**TEXTE FOURNI**
____

Au même groupe appartiennent encore I. Bounine, E. Tchirikoff, S. Naïdénoff, S. Iouchkévitch, etc., mais leur talent est considérablement inférieur à celui de Gorky et d’Andréïeff.
Un cercle moins connu à l’étranger est représenté par des écrivains qui appartiennent à un mouvement d’idées analogue à celui qu’on appelait en France « la décadence » et « le symbolisme ». Les poètes de ce groupement se divisent en deux écoles.

____

**OBJECTIFS**
A – D'après le texte fourni, en combien d'écoles se divisent les poètes du cercle moins connu à l'étranger ?
B – Recopiez fidèlement le texte fourni en partant de « Au même groupe » et en poursuivant jusqu'à « Gorky et d’Andréïeff. ».

____

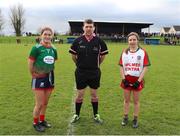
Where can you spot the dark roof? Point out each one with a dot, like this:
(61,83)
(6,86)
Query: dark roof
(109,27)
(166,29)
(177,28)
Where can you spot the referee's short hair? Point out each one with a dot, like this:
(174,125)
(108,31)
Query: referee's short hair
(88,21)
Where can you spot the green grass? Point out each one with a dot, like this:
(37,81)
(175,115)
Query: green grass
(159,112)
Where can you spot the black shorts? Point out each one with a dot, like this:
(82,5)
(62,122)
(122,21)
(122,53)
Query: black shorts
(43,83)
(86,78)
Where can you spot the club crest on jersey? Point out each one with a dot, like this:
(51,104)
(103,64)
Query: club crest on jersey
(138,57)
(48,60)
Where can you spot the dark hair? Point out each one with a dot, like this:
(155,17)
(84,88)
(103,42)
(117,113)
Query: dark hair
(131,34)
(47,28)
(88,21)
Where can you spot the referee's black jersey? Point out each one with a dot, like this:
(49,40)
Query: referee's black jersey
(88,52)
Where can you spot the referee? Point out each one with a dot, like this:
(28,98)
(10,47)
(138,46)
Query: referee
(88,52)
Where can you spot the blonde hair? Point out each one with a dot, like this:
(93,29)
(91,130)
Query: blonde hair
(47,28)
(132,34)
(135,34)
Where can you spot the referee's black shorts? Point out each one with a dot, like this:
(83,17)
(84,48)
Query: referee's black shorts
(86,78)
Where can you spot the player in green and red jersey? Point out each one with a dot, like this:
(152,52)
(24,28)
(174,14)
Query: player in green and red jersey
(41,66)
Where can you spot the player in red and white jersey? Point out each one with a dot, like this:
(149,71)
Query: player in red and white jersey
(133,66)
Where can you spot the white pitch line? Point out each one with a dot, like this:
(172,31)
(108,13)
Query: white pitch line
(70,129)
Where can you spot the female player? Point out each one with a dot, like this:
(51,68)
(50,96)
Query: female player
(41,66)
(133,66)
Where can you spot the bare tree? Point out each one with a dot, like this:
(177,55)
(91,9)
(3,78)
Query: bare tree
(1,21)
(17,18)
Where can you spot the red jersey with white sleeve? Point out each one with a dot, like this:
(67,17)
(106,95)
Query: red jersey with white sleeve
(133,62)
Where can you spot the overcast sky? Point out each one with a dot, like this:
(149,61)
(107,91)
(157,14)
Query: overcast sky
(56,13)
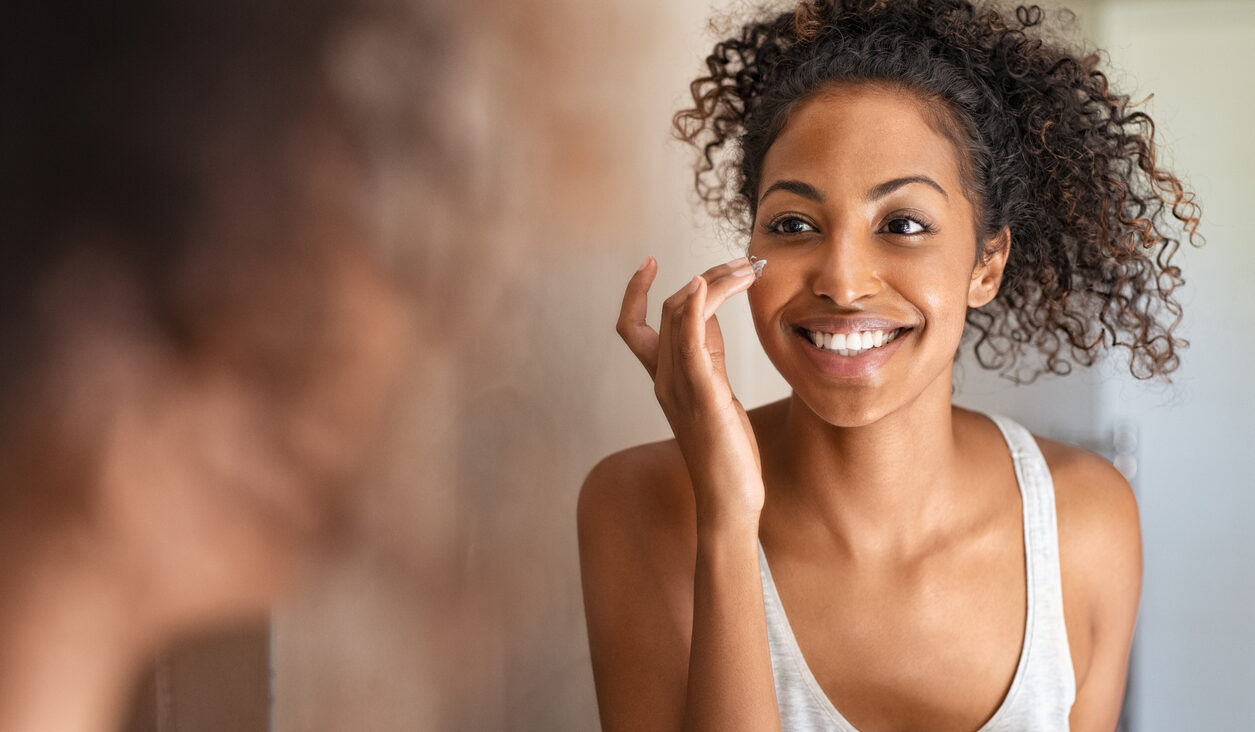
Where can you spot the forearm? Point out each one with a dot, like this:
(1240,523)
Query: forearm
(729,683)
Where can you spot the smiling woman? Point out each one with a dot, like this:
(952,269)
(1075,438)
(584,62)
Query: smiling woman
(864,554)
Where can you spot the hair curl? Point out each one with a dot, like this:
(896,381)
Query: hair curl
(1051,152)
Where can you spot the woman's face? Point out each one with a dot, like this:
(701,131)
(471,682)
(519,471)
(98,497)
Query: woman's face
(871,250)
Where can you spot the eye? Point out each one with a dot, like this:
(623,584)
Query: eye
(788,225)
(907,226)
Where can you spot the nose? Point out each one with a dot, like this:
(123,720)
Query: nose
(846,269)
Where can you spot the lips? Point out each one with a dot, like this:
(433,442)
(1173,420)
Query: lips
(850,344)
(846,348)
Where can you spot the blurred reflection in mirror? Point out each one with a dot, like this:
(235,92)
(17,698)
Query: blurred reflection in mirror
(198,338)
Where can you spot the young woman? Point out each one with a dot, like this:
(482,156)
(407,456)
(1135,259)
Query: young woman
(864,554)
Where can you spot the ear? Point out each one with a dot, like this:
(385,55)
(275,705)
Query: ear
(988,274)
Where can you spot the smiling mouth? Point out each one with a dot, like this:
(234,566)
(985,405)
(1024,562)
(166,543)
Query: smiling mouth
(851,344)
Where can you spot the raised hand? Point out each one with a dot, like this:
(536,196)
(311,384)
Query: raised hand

____

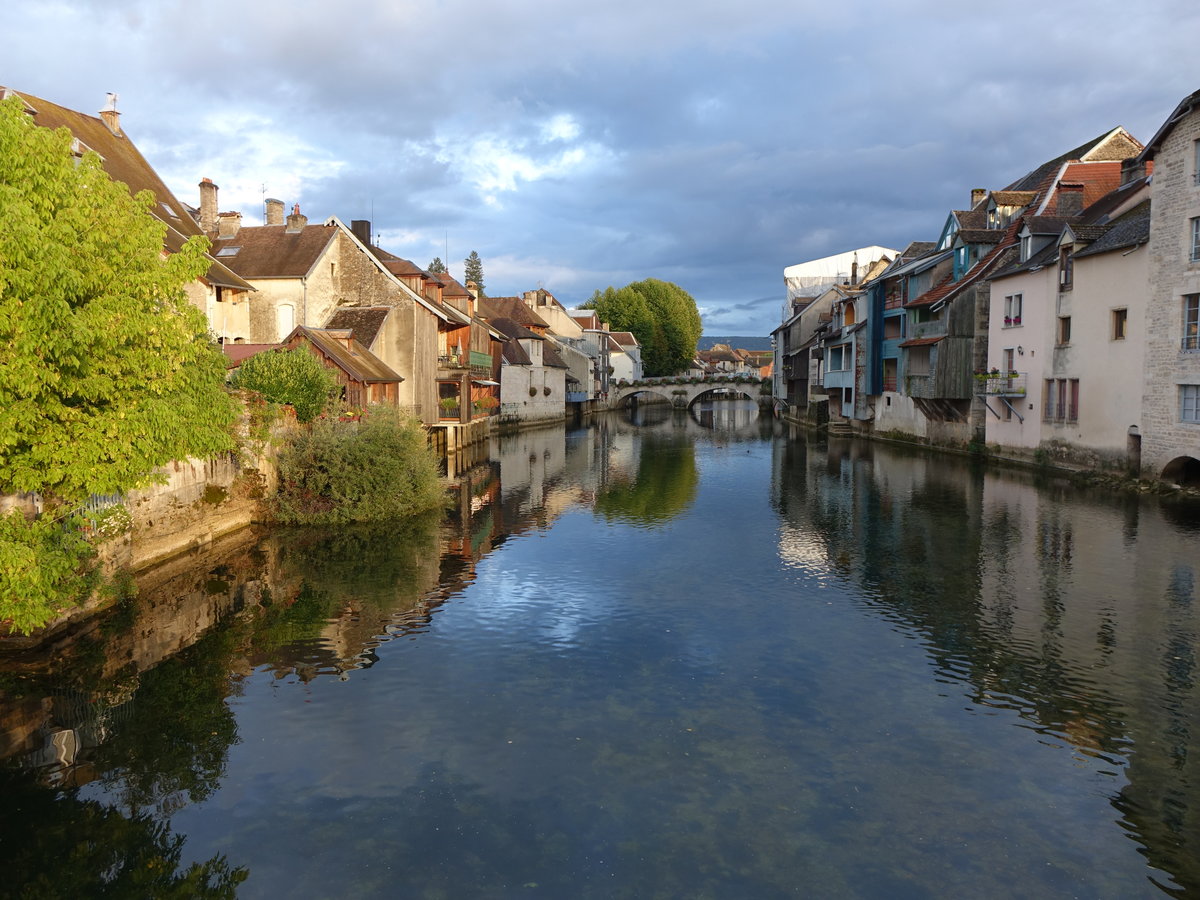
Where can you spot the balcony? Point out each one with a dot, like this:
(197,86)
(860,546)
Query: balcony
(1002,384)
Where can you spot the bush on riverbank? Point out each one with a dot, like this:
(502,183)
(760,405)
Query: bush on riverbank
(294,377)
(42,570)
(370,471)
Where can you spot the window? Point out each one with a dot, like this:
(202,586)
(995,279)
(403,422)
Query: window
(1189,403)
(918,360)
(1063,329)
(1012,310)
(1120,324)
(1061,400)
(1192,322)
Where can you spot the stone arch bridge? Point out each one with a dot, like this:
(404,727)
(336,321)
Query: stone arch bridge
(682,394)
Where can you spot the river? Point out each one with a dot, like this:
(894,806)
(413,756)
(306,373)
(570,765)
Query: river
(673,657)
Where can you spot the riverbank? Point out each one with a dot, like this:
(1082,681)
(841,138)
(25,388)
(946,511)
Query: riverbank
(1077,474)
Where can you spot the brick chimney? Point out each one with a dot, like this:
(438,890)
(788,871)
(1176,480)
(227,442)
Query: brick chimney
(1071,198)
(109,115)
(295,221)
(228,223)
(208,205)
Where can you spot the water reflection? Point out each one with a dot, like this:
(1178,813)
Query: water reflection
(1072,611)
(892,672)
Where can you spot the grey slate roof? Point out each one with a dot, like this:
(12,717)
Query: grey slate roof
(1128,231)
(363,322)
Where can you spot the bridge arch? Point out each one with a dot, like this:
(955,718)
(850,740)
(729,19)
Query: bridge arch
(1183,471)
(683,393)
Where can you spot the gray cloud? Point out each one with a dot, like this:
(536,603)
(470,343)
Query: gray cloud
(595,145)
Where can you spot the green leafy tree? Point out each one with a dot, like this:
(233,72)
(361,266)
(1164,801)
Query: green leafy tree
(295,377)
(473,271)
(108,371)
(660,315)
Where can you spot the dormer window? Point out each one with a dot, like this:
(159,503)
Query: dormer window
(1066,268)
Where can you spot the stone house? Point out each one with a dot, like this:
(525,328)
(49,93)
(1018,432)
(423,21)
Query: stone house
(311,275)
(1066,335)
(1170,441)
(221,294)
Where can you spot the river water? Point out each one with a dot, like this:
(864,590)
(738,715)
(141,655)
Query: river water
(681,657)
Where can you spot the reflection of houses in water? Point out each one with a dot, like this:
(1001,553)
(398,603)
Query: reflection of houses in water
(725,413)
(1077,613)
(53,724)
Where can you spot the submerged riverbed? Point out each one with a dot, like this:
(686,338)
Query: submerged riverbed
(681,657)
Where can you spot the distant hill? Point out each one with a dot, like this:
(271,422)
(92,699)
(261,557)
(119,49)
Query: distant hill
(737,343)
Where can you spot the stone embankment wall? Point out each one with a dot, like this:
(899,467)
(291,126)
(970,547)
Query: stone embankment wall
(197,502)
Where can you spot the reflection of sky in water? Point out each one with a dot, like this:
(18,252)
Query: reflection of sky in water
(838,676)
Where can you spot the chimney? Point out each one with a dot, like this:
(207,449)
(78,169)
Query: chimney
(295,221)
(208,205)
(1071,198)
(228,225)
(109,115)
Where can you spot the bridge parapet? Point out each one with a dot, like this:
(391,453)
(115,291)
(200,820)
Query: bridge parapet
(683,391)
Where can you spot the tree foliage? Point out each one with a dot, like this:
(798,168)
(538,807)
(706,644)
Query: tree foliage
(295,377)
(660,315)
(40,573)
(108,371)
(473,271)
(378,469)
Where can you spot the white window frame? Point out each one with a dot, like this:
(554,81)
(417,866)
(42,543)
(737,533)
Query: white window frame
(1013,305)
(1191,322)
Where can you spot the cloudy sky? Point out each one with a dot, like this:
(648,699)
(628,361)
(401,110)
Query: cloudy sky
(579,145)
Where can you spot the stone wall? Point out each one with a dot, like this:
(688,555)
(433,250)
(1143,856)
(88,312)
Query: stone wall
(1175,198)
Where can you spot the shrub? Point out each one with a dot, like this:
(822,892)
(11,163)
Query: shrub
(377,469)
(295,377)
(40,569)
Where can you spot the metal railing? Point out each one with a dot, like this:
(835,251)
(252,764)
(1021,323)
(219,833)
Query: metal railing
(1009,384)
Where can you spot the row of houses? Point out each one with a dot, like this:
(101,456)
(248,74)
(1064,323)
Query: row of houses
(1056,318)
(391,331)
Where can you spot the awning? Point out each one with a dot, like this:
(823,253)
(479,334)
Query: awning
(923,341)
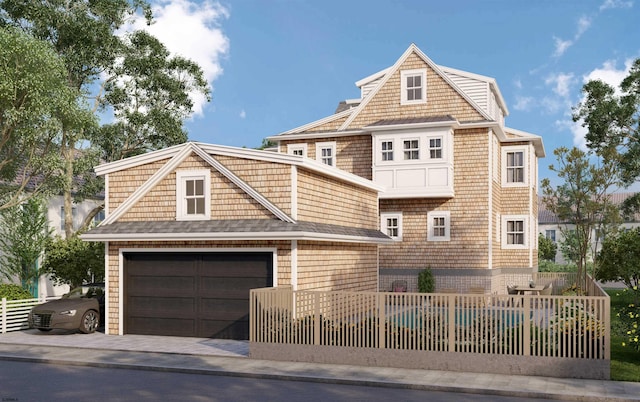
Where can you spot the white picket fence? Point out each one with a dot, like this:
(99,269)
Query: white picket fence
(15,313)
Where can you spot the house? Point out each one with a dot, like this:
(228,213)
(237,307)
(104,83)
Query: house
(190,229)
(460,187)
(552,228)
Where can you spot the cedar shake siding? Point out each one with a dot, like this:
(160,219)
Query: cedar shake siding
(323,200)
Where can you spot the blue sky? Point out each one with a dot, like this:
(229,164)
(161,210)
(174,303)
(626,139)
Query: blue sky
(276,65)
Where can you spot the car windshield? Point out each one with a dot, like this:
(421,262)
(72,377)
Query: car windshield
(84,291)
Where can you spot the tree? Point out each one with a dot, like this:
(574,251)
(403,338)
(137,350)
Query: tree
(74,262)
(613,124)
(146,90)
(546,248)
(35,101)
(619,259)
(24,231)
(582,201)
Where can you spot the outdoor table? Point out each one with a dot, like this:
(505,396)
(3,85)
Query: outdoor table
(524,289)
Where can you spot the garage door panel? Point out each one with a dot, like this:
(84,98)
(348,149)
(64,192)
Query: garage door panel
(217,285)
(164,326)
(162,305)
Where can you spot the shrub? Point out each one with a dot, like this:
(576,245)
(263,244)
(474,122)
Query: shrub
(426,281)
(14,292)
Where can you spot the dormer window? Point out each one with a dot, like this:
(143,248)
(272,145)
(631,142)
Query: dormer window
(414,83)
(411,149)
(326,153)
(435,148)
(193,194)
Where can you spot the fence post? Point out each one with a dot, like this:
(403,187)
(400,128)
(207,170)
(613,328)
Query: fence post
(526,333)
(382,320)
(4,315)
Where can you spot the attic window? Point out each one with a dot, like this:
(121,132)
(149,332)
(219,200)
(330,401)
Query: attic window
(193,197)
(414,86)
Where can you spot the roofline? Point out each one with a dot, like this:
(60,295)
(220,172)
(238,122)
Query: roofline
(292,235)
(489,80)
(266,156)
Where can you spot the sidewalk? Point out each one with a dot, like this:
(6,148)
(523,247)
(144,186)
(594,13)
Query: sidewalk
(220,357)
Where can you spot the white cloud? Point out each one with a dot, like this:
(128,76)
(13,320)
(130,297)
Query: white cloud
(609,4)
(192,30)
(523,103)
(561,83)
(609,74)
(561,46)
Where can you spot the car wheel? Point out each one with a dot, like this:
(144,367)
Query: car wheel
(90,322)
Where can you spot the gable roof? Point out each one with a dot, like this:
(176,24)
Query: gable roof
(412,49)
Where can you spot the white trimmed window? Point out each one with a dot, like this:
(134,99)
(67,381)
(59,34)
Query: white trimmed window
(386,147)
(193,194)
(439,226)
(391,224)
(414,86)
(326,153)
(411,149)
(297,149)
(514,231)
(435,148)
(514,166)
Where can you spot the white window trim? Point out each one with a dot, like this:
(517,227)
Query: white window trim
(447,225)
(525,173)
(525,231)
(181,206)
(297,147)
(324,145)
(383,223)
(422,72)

____

**SOLUTIONS**
A – En deux écoles.

B –
Au même groupe appartiennent encore I. Bounine, E. Tchirikoff, S. Naïdénoff, S. Iouchkévitch, etc., mais leur talent est considérablement inférieur à celui de Gorky et d’Andréïeff.